What this exercise asks =>
1. In the thread about multimodal embeddings, what is named as the main benchmark?
2. Pick up the thread about multimodal embeddings after its final post and continue it.

If you are interested in that space, would throw our project in the mix which uses ColPali under the hood transparently.
https://github.com/tjmlabs/ColiVara
The main benchmark for this is the Vidore leaderboard. Where we would love to see where VoyageAI performs compared to the more open-source implementations.
I'm missing something. Shouldn't any llm that's 'natively multimodal' somehow include embeddings which are multi-modal? for ex here's googles blogpost on Gemini
Until now, the standard approach to creating multimodal models involved
training separate components for different modalities and then stitching them
together to roughly mimic some of this functionality. These models can
sometimes be good at performing certain tasks, like describing images, but
struggle with more conceptual and complex reasoning.
We designed Gemini to be natively multimodal, pre-trained from the start on
different modalities. Then we fine-tuned it with additional multimodal data to
further refine its effectiveness. This helps Gemini seamlessly understand and
reason about all kinds of inputs from the ground up, far better than existing
multimodal models — and its capabilities are state of the art in nearly every
domain.
Indeed, sad that their models are both commercial proprietary and API only.

Referring-expression pointing data =>

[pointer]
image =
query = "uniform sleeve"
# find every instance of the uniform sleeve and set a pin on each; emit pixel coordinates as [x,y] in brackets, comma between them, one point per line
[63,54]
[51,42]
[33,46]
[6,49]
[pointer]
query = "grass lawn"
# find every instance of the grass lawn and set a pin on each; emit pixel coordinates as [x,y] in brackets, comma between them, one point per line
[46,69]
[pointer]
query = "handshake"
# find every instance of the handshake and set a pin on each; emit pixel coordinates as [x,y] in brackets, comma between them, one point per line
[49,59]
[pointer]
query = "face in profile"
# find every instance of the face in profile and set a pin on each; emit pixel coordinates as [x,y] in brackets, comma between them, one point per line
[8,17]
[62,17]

Results of the exercise =>
1. The Vidore leaderboard.

2.
This does read very impressive. Any critical perspectives on the presented evaluation? What about noon-English text?
I understand the model is, like for other commercial ones, available exclusively through their API, right?
API-only model. No thanks but congrats anyway.
Looks quite interesting! I’ve been working on AnyModal, a framework for integrating different data types (like images and audio) with LLMs: https://github.com/ritabratamaiti/AnyModal. It seems that voyage-multimodal-3 would be quite promising in developing multimodal LLMs, but I am not sure if that is the intended use case.
In the traditional Python API, the Voyage engine will tokenize blocks of text and output a string of characters. This model seems to be doing that by vectorizing images in space.
Words like 'you' and 'apple' will be a unitary token. More complex terms like 'pikachu' may be divided into pik-a-chu.
This is a cool way to look at multimodal embeddings. They look at performance as the the percentage of inputs slides from one modality to another:
https://i0.wp.com/blog.voyageai.com/wp-content/uploads/2024/...
The colab measures dot product values 0.428 and 0.498, describing them as "...similarity value is quite high." Is that high? Can you design a system that confidently labels data with a 0.4 threshold?
Check out ColPali and ColQwen for a SOTA open source version.
I wish people would take the time to put in real datasets and make qualitative analysis of when and why "foo new solution" is better.
Quantitative benchmarks are great, but sparse.
Funny, all those big name Stanford advisors for a company that builds embeddings... A couple of strong MLEs can deliver everything they are doing. This shouldn't be a company but OK... I'm sure some clueless VCs in SV gave them money.
And just to be clear. I don't think that delivering strong embeddings for different domains is an easy task. However, it's 2024 not 2016.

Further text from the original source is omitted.